--- START Rows ---

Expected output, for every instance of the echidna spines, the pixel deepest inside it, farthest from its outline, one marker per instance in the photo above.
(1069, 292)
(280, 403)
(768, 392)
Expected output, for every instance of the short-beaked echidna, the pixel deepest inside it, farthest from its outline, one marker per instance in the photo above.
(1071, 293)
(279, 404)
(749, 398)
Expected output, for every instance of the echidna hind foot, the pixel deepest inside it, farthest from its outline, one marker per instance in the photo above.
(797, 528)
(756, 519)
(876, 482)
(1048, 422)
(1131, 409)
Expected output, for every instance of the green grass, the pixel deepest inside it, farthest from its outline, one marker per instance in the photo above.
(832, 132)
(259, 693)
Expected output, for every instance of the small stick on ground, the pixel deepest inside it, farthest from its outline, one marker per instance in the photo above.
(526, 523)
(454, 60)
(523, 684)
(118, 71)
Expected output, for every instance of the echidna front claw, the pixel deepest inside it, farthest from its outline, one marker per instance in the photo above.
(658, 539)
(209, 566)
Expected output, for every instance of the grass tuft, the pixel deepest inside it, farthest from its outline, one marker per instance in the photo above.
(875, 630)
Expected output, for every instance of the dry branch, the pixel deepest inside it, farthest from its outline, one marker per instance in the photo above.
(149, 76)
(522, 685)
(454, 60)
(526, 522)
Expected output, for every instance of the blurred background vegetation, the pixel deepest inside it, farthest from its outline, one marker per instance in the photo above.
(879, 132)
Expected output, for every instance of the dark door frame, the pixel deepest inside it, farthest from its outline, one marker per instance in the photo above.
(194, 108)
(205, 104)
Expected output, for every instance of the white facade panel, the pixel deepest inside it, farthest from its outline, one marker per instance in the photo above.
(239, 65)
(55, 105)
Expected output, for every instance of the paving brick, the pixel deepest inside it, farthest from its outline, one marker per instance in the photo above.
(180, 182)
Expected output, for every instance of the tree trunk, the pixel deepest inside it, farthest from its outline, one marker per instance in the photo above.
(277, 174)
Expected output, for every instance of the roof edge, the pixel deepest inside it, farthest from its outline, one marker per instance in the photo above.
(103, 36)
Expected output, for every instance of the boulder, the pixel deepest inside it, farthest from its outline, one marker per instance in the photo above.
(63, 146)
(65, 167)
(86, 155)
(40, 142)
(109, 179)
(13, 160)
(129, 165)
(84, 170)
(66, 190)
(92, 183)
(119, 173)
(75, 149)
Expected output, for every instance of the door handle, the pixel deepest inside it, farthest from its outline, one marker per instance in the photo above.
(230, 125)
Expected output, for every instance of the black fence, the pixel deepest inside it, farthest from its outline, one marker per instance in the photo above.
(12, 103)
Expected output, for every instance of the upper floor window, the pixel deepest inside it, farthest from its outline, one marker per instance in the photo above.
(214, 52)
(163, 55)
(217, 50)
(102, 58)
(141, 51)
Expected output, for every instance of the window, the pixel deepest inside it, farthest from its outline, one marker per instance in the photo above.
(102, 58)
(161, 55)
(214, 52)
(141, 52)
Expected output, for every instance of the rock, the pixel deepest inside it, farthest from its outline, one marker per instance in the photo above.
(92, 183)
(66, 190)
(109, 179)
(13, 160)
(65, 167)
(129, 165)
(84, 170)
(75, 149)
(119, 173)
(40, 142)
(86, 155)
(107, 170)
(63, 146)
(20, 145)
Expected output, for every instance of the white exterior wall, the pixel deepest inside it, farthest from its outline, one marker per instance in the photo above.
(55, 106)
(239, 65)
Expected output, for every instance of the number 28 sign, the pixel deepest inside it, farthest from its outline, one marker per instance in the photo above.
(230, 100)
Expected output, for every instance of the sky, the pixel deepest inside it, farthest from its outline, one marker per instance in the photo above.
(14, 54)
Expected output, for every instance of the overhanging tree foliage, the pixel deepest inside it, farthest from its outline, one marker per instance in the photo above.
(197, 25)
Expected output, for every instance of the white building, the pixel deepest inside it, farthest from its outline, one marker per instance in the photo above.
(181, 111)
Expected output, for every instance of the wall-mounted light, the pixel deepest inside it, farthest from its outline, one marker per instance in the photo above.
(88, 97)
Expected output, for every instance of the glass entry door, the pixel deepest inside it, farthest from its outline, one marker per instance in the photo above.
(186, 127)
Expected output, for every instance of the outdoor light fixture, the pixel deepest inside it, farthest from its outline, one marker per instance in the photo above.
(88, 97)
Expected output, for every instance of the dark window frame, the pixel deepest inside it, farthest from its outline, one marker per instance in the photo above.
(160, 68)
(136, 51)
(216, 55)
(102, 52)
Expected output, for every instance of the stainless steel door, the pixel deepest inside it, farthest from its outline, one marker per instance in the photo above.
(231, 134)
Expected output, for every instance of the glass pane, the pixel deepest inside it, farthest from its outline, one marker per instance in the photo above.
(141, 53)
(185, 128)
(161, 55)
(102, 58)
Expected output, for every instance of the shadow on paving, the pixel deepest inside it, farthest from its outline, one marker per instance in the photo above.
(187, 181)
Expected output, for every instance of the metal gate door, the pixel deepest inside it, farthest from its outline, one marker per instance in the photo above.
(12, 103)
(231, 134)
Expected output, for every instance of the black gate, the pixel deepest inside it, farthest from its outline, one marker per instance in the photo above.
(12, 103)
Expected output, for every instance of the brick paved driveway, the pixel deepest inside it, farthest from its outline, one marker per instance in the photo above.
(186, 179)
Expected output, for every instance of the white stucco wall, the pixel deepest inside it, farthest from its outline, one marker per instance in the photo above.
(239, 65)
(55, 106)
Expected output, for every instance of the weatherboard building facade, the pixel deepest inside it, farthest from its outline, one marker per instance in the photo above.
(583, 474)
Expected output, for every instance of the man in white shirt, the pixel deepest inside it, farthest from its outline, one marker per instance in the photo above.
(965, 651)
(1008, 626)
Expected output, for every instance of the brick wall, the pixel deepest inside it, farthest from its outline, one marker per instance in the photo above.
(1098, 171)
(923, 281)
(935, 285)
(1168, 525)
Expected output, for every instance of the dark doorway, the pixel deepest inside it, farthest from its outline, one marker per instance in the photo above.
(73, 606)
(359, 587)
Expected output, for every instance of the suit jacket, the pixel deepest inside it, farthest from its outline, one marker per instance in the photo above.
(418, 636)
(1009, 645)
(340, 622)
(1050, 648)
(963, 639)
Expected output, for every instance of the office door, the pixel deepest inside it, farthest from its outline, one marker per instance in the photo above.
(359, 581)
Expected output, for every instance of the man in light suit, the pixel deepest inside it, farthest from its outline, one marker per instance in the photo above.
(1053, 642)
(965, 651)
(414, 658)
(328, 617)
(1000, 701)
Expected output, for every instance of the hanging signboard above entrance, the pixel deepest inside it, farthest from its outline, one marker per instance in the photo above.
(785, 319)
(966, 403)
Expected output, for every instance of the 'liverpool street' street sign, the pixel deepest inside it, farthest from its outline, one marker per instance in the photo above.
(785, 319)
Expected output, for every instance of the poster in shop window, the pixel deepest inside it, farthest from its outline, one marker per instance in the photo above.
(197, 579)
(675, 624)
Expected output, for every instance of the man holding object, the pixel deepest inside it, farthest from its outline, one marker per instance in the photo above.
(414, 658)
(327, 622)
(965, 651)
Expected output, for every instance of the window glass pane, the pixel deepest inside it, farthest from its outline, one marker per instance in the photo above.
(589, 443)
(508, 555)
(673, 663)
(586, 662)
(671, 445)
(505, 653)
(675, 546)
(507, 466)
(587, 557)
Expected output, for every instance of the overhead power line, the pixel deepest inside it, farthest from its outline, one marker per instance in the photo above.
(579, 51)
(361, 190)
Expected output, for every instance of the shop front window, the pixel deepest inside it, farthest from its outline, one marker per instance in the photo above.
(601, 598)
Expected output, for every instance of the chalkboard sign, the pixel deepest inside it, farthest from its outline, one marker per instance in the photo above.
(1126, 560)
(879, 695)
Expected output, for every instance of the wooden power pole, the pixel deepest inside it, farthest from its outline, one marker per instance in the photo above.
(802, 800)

--- END Rows ---

Extract the lines above from the one containing "Expected output, for every instance of the man in light" to the last line, both included, exactly as written.

Solution to this task:
Expected output, for every instance of the man in light suit, the pixel deepest inside it, farthest from its outline, one marker per instance in the photo above.
(1053, 642)
(965, 651)
(414, 658)
(328, 617)
(1000, 701)
Expected output, for every instance of the hanging signboard above entrance, the pixel deepest inside it, farthest from its outline, one marker per instance in the photo above.
(785, 319)
(966, 403)
Expected output, for every instance of the 'liverpool street' street sign, the pixel deepest inside it, farthest from its outline, one marker per instance in the photo above.
(785, 319)
Expected output, for every instance of the poster in shop window, the pixel deepest inside it, farthest from its outline, one marker per instance in the photo above.
(197, 579)
(675, 624)
Expected output, for every instance of the man holding object, the pixel deepest inside it, farthest from its outline, one marker per instance in the photo above.
(414, 658)
(327, 622)
(965, 651)
Expected output, for every instance of the window glass pane, the pixel deepest inside it, farthest from its outline, one marker per instance in the photo above.
(589, 443)
(508, 555)
(673, 663)
(586, 662)
(671, 445)
(505, 653)
(675, 546)
(507, 466)
(587, 557)
Expected output, for every instance of the overhead power line, the pixel deepest inside it, farthest from its outline, one marker per instance in the photo above.
(579, 51)
(361, 190)
Expected output, for every instance of the shop front window, the pixel deepest inside it, farthest from its outline, one marker per instance in the photo above.
(601, 598)
Expected output, for every instance of the chalkboard sign, the pixel deepest inside it, farthest from its outline, one marker per instance in the photo above.
(1126, 560)
(879, 695)
Expected output, for every instance of the wooden power pole, the pixel deepest inside it, farthest from its outline, one marker per instance in the photo above.
(802, 800)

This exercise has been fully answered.